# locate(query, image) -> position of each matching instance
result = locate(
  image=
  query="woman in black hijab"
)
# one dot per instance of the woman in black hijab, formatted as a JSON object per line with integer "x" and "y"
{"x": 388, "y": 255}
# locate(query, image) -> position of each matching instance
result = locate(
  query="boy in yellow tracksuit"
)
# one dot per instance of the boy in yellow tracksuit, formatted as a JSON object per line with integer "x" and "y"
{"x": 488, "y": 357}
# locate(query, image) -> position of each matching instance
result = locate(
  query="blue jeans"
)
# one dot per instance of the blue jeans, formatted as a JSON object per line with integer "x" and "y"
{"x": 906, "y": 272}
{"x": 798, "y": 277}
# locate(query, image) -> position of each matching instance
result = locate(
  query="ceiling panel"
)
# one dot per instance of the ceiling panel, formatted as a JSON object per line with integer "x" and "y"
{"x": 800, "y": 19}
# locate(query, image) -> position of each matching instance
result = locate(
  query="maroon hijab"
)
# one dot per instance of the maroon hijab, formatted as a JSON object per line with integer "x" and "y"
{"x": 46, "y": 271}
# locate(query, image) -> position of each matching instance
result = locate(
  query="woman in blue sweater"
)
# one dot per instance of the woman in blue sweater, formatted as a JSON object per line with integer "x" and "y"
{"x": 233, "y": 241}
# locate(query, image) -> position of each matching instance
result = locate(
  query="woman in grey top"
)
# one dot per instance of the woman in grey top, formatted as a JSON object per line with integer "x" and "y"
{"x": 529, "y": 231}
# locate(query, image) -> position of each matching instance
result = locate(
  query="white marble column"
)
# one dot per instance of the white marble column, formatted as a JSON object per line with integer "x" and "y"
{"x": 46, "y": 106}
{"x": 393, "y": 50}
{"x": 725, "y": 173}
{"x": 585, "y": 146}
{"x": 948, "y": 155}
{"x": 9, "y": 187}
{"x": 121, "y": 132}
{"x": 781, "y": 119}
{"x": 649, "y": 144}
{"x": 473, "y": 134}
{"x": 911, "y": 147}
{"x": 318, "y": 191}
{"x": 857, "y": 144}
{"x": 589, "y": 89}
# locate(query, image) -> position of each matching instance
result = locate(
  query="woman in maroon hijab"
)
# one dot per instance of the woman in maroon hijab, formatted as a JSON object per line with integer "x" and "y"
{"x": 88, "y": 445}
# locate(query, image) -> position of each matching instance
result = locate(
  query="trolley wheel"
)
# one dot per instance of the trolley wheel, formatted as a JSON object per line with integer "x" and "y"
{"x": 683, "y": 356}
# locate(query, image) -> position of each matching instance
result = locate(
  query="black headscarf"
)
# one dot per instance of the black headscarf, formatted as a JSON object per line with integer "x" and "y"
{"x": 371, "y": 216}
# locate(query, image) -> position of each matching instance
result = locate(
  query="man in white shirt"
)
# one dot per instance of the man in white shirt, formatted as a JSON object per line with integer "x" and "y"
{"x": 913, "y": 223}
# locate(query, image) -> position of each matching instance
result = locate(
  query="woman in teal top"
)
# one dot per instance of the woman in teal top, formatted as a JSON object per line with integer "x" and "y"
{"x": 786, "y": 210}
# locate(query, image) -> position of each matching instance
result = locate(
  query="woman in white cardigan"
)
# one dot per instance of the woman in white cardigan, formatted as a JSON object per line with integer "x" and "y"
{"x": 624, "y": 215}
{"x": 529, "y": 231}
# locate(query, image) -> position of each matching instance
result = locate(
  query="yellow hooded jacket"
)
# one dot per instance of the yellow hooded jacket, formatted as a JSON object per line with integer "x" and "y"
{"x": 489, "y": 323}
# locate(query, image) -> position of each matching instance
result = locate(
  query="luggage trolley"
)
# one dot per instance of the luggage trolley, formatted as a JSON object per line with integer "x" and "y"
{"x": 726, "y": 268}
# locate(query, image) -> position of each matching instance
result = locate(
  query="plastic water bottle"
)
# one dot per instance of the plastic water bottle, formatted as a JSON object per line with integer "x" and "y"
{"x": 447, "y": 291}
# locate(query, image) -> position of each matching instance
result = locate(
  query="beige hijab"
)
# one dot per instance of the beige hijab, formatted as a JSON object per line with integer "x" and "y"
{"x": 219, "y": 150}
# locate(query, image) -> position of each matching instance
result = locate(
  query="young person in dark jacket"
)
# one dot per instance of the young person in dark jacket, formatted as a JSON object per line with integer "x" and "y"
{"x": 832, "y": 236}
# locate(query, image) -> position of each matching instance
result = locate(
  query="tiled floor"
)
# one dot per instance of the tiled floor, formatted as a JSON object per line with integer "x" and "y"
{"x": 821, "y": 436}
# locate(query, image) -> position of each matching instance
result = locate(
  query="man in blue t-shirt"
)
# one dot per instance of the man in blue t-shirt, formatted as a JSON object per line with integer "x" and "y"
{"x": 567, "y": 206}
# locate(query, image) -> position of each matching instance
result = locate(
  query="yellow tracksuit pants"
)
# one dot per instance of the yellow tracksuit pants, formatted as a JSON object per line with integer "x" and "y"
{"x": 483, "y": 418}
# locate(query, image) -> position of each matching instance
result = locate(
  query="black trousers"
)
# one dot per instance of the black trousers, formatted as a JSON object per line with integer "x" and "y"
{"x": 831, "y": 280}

> _PROBLEM REQUIREMENTS_
Please restate the whole listing word for word.

> _ANSWER SPACE_
# locate(query, image) -> position of each matching instance
result = locate(
  image=
  query="woman in black hijab"
)
# one dot per instance of the woman in black hijab, formatted as a JSON object per line with integer "x" and "y"
{"x": 388, "y": 255}
# locate(query, image) -> position of each matching instance
result = locate(
  query="boy in yellow tracksuit"
)
# one dot per instance of the boy in yellow tracksuit, formatted as a JSON object per line with integer "x" and "y"
{"x": 488, "y": 357}
# locate(query, image) -> position of each matching instance
result = locate(
  query="blue jeans"
)
# one dot per instance of the blue jeans, formatted as a JSON object per line with integer "x" and "y"
{"x": 906, "y": 272}
{"x": 798, "y": 277}
# locate(query, image) -> position of each matching instance
result = locate(
  query="ceiling panel"
)
# one dot per instance of the ceiling panel, formatted as a JSON object per line with integer "x" and "y"
{"x": 800, "y": 19}
# locate(query, image) -> position of each matching instance
result = locate(
  query="maroon hijab"
)
# one dot per instance of the maroon hijab, formatted as a JSON object per line with integer "x" and "y"
{"x": 46, "y": 271}
# locate(query, image) -> position of each matching instance
result = locate(
  query="woman in blue sweater"
)
# one dot per instance of the woman in blue sweater, formatted as a JSON object per line with integer "x" and "y"
{"x": 233, "y": 241}
# locate(query, image) -> position of each matching instance
result = locate(
  query="woman in grey top"
)
# one dot per instance of the woman in grey top, formatted as a JSON object per line with integer "x" and "y"
{"x": 529, "y": 231}
# locate(query, image) -> position of each matching instance
result = locate(
  query="white marble column"
)
# one dot per instance of the white marble column, formatted as a JSON object per line with integer "x" and "y"
{"x": 46, "y": 106}
{"x": 393, "y": 50}
{"x": 725, "y": 173}
{"x": 585, "y": 146}
{"x": 948, "y": 155}
{"x": 9, "y": 187}
{"x": 121, "y": 132}
{"x": 781, "y": 119}
{"x": 649, "y": 144}
{"x": 473, "y": 134}
{"x": 911, "y": 147}
{"x": 318, "y": 191}
{"x": 857, "y": 144}
{"x": 589, "y": 89}
# locate(query, image) -> position of each matching instance
result = locate(
  query="woman in maroon hijab"
)
# one dot per instance of the woman in maroon hijab, formatted as a JSON object per line with integer "x" and "y"
{"x": 88, "y": 445}
# locate(query, image) -> position of each matching instance
result = locate(
  query="trolley wheel"
)
# one dot per instance of the trolley wheel, formatted as a JSON object per line with integer "x" and "y"
{"x": 683, "y": 356}
# locate(query, image) -> position of each matching instance
result = locate(
  query="black headscarf"
)
# one dot per instance of the black headscarf, formatted as a JSON object per line with integer "x" and "y"
{"x": 371, "y": 216}
# locate(query, image) -> position of each matching instance
result = locate(
  query="man in white shirt"
)
# one dot per instance of the man in white shirt, formatted as a JSON object per line with integer "x" and "y"
{"x": 913, "y": 223}
# locate(query, image) -> position of each matching instance
result = locate(
  query="woman in teal top"
)
# one dot per instance of the woman in teal top, formatted as a JSON object per line with integer "x" and "y"
{"x": 786, "y": 210}
# locate(query, image) -> position of each matching instance
result = locate(
  query="woman in white cardigan"
)
# one dot per instance of the woman in white cardigan, formatted as a JSON object per line with integer "x" and "y"
{"x": 624, "y": 215}
{"x": 529, "y": 231}
# locate(query, image) -> position of each matching instance
result = locate(
  query="yellow hooded jacket"
)
# one dot per instance of the yellow hooded jacket, formatted as a JSON object per line with integer "x" and "y"
{"x": 489, "y": 323}
# locate(query, image) -> position of each matching instance
result = locate(
  query="luggage trolley"
)
# one dot per instance of the luggage trolley, formatted as a JSON object per line with integer "x" and "y"
{"x": 726, "y": 268}
# locate(query, image) -> position of each matching instance
result = locate(
  query="plastic water bottle"
)
# one dot per instance of the plastic water bottle, formatted as a JSON object per line with integer "x" and "y"
{"x": 447, "y": 291}
# locate(query, image) -> position of each matching instance
result = locate(
  query="beige hijab"
)
# one dot per instance of the beige hijab, formatted as a JSON object per line with integer "x" and "y"
{"x": 219, "y": 150}
# locate(query, image) -> position of each matching instance
result = locate(
  query="young person in dark jacket"
)
# one dot per instance of the young person in dark jacket, formatted as a JSON object per line with integer "x" and "y"
{"x": 832, "y": 236}
# locate(query, image) -> position of each matching instance
result = locate(
  query="tiled floor"
)
# one dot per instance of the tiled floor, formatted as a JSON object per line with integer "x" and "y"
{"x": 821, "y": 436}
# locate(query, image) -> position of each matching instance
result = locate(
  query="man in blue t-shirt"
)
# one dot per instance of the man in blue t-shirt, formatted as a JSON object per line with integer "x" and "y"
{"x": 567, "y": 206}
# locate(query, image) -> position of each matching instance
result = locate(
  query="yellow tracksuit pants"
)
# one dot per instance of the yellow tracksuit pants, formatted as a JSON object per line with integer "x" and "y"
{"x": 483, "y": 418}
# locate(query, image) -> position of each matching instance
result = locate(
  query="black trousers"
)
# one dot per instance of the black trousers, formatted as a JSON object per line with integer "x" and "y"
{"x": 831, "y": 280}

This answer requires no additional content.